Top of Recorded data
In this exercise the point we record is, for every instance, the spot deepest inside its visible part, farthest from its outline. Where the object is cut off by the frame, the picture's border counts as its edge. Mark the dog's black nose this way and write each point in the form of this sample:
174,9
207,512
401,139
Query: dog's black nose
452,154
Bottom of Recorded data
* Work request: Would you reproduce the whole listing exactly as it stands?

* Solution to this exercise:
In this exercise the point we record is, for every instance, the spot deepest inside its visible part, farthest from its outline. Where the object is cut off by the frame, the picture's border counts as its edge. Mark the dog's black nose this way and write each point in the form of this sample:
174,9
207,512
401,139
Query: dog's black nose
452,154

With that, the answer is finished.